*SHORT TASK*:
Recast each of the entries below as a numbered list with one item per line, omitting any blank lines.

-- -- --

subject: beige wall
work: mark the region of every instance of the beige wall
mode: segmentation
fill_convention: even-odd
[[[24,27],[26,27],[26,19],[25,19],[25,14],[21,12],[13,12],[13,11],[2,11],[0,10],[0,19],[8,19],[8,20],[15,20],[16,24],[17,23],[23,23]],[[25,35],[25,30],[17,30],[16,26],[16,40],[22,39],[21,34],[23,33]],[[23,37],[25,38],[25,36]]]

-- -- --

*SOLUTION FOR THIS EXERCISE*:
1. subject: beige wall
2. work: mark the region of every instance of the beige wall
3. mode: segmentation
4. fill_convention: even-odd
5. [[[24,27],[26,27],[26,19],[25,19],[25,14],[21,12],[13,12],[13,11],[2,11],[0,10],[0,19],[8,19],[8,20],[15,20],[16,24],[17,23],[23,23]],[[25,35],[25,30],[17,30],[16,26],[16,40],[22,39],[21,34],[23,33]],[[23,37],[25,38],[25,36]]]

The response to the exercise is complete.